- Material provided -
○ ○ ○ ○ ○ ○ ○
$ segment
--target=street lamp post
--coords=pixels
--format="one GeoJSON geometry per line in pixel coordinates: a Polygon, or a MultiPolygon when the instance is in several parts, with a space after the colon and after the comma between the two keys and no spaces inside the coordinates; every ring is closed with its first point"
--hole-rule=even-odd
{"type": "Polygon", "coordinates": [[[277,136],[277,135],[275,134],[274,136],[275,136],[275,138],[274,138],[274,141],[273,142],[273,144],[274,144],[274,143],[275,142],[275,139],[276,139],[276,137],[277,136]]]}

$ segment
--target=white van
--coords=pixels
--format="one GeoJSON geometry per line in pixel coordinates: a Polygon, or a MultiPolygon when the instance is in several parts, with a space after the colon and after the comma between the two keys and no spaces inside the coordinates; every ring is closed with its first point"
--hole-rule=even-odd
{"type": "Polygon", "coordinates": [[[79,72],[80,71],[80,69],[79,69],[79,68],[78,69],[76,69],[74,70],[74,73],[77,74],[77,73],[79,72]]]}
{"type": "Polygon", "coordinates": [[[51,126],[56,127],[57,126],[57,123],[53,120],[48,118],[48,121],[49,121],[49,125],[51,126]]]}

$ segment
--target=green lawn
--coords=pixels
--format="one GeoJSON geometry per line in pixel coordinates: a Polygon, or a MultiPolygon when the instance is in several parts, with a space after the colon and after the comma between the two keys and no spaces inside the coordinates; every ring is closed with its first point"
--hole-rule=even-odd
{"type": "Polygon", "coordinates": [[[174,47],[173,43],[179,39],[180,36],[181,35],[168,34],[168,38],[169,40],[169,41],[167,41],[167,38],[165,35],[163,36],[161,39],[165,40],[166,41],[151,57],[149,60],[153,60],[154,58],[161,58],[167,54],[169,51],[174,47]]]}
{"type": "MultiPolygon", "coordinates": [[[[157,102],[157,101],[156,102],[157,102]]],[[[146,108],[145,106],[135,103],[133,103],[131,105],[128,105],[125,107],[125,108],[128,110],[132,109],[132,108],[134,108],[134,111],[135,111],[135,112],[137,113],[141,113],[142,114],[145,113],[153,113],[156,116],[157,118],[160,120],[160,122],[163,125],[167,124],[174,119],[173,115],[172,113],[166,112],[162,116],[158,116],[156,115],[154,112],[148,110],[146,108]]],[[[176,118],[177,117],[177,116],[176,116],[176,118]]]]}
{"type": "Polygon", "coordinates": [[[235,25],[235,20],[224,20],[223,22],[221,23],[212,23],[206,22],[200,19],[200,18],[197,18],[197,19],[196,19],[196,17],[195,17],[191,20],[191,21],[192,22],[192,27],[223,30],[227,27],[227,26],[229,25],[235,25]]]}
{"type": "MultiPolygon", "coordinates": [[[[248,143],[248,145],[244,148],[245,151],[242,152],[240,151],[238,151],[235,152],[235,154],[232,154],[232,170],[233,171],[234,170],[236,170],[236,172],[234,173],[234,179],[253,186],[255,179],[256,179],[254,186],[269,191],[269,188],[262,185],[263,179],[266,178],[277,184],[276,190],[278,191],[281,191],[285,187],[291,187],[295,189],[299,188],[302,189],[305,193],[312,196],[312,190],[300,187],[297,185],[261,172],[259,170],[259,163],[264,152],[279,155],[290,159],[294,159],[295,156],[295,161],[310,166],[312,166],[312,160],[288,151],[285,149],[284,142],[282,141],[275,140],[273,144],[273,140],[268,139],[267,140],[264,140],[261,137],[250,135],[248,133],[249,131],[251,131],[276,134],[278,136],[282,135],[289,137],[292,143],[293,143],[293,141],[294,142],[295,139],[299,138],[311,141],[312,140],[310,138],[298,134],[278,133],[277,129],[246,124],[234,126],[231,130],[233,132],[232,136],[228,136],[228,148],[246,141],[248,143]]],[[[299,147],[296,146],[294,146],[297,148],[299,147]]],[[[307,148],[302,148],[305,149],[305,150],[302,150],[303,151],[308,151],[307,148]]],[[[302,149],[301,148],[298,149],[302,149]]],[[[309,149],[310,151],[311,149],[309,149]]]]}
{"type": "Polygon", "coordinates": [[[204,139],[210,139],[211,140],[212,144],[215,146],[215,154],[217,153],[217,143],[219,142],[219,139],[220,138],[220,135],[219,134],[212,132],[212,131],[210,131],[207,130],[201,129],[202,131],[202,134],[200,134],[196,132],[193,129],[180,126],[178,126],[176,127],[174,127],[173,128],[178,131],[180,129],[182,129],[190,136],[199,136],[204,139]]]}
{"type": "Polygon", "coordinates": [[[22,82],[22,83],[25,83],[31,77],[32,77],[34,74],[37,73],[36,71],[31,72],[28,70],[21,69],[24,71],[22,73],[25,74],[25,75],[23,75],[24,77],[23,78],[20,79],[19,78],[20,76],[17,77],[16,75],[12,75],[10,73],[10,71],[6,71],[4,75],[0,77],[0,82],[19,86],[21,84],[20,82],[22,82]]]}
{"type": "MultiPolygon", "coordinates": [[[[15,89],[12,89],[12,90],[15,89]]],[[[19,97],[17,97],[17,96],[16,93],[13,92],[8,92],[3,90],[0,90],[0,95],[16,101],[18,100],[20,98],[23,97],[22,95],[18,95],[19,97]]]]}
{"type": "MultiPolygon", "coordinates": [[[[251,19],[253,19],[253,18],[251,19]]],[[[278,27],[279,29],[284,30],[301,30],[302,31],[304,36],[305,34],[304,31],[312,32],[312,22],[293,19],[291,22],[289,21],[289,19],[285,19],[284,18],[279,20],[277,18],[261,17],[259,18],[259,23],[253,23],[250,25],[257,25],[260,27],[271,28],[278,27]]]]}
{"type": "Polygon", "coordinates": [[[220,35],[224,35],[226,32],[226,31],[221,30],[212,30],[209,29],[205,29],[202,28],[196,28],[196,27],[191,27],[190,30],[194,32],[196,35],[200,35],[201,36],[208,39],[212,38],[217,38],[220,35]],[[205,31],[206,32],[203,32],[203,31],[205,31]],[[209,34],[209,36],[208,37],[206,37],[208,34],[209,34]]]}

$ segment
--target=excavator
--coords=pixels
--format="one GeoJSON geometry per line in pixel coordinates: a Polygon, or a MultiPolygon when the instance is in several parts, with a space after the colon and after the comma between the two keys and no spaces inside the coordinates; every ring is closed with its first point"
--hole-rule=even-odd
○ ○ ○ ○ ○ ○ ○
- Exercise -
Please output the complete data exactly.

- Reply to the exercise -
$ segment
--target=street lamp post
--coords=pixels
--format="one GeoJSON geometry per line in pixel coordinates: a Polygon, or a MultiPolygon when the instance is in several parts, with a space after the colon and after the comma between the two keys and no spaces inside the coordinates; every ring is closed with its first point"
--hole-rule=even-odd
{"type": "Polygon", "coordinates": [[[277,136],[277,135],[275,134],[274,136],[275,136],[275,138],[274,138],[274,141],[273,142],[273,144],[274,144],[274,143],[275,142],[275,139],[276,139],[276,137],[277,136]]]}

$ segment
--target=white van
--coords=pixels
--format="one GeoJSON geometry per line in pixel coordinates: a Polygon, or a MultiPolygon when the instance is in several parts, with a space after the colon and after the comma between the two keys and no spaces inside the coordinates; every ring is closed with its first point"
--hole-rule=even-odd
{"type": "Polygon", "coordinates": [[[79,72],[80,71],[80,69],[79,69],[79,68],[78,69],[76,69],[74,70],[74,73],[77,74],[77,73],[79,72]]]}
{"type": "Polygon", "coordinates": [[[51,126],[56,127],[57,126],[57,123],[53,120],[48,118],[48,121],[49,121],[49,125],[51,126]]]}

$ segment
--target=green lawn
--coords=pixels
--format="one GeoJSON geometry per line in pixel coordinates: a Polygon, or a MultiPolygon when the instance is in several parts, with a space after the colon and after the comma between the two keys and no spaces inside the coordinates; every ring is closed with its first point"
--hole-rule=even-odd
{"type": "Polygon", "coordinates": [[[174,47],[173,43],[179,39],[180,36],[181,35],[168,34],[168,38],[169,40],[169,41],[167,41],[167,38],[165,35],[163,36],[161,39],[165,40],[166,41],[151,57],[149,60],[153,60],[154,58],[161,58],[167,54],[169,51],[174,47]]]}
{"type": "MultiPolygon", "coordinates": [[[[157,102],[157,101],[156,102],[157,102]]],[[[146,108],[145,106],[135,103],[133,103],[131,105],[128,105],[125,107],[125,108],[128,110],[132,109],[132,108],[134,108],[134,111],[135,111],[135,112],[137,113],[141,113],[142,114],[145,113],[153,113],[156,116],[157,118],[160,120],[160,122],[163,125],[167,124],[174,119],[173,115],[172,113],[166,112],[162,116],[158,116],[156,115],[154,112],[148,110],[146,108]]],[[[176,118],[177,117],[177,116],[176,116],[176,118]]]]}
{"type": "Polygon", "coordinates": [[[235,25],[235,20],[224,20],[223,22],[221,23],[212,23],[206,22],[200,19],[200,18],[197,18],[197,19],[196,19],[196,17],[195,17],[191,20],[191,21],[192,22],[192,27],[223,30],[227,27],[227,26],[229,25],[235,25]]]}
{"type": "MultiPolygon", "coordinates": [[[[248,143],[248,145],[244,148],[245,151],[242,152],[240,151],[238,151],[235,152],[235,154],[232,154],[232,170],[233,171],[234,170],[236,170],[236,172],[234,173],[234,179],[253,186],[255,179],[256,179],[254,186],[269,191],[269,188],[262,185],[263,179],[266,178],[277,184],[276,190],[278,191],[281,191],[285,187],[291,187],[295,189],[299,188],[302,189],[305,193],[312,196],[312,190],[300,187],[297,185],[261,172],[259,170],[259,163],[264,152],[279,155],[290,159],[294,159],[295,156],[295,161],[310,166],[312,166],[312,160],[288,151],[285,149],[284,142],[282,141],[275,140],[273,144],[273,140],[268,139],[267,140],[264,140],[261,137],[250,135],[248,133],[249,131],[251,131],[276,134],[278,136],[282,135],[289,137],[292,143],[293,143],[293,141],[294,142],[295,139],[299,138],[311,141],[312,140],[310,138],[298,134],[278,133],[277,129],[246,124],[234,126],[231,130],[233,132],[232,136],[228,136],[228,148],[246,141],[248,143]]],[[[299,147],[296,146],[294,146],[297,148],[299,147]]],[[[307,148],[302,148],[305,149],[305,150],[302,150],[303,151],[308,151],[307,148]]],[[[302,149],[301,148],[298,149],[302,149]]],[[[309,149],[310,151],[311,149],[309,149]]]]}
{"type": "Polygon", "coordinates": [[[204,139],[210,139],[211,140],[212,144],[215,146],[215,154],[217,153],[217,143],[219,142],[219,139],[220,138],[220,135],[219,134],[212,132],[212,131],[210,131],[207,130],[201,129],[202,131],[202,134],[200,134],[196,132],[193,129],[180,126],[178,126],[176,127],[174,127],[173,128],[178,131],[180,129],[182,129],[190,136],[199,136],[204,139]]]}
{"type": "Polygon", "coordinates": [[[22,82],[22,83],[25,83],[31,77],[32,77],[34,74],[37,73],[36,71],[31,72],[28,70],[21,69],[24,71],[22,73],[25,74],[25,75],[23,75],[24,77],[23,78],[20,79],[19,78],[20,76],[17,77],[16,75],[12,75],[10,73],[10,71],[6,71],[4,75],[0,77],[0,82],[19,86],[21,84],[20,82],[22,82]]]}
{"type": "MultiPolygon", "coordinates": [[[[15,89],[12,89],[12,90],[15,89]]],[[[19,97],[17,97],[17,96],[16,93],[13,92],[8,92],[3,90],[0,90],[0,95],[16,101],[18,100],[20,98],[23,97],[22,95],[18,95],[19,97]]]]}
{"type": "MultiPolygon", "coordinates": [[[[251,19],[253,19],[253,18],[251,19]]],[[[278,27],[279,29],[284,30],[301,30],[302,31],[304,36],[305,34],[304,31],[312,32],[312,22],[293,19],[291,22],[289,21],[289,19],[285,19],[284,18],[279,20],[277,18],[261,17],[259,18],[259,23],[253,23],[250,25],[257,25],[260,27],[271,28],[278,27]]]]}
{"type": "Polygon", "coordinates": [[[220,35],[224,35],[226,32],[226,31],[221,30],[212,30],[209,29],[205,29],[202,28],[196,28],[196,27],[191,27],[190,30],[194,32],[196,35],[200,35],[201,36],[208,39],[212,38],[217,38],[220,35]],[[205,31],[206,32],[203,32],[203,31],[205,31]],[[209,34],[209,36],[208,37],[206,37],[208,34],[209,34]]]}

$ segment
--target=excavator
--coords=pixels
--format="one GeoJSON geometry per line in pixel coordinates: a Polygon, or a MultiPolygon when the instance is in several parts, with a space after the colon and after the comma between the two keys and no spaces inside the coordinates; every ring is closed with its first point"
--hole-rule=even-odd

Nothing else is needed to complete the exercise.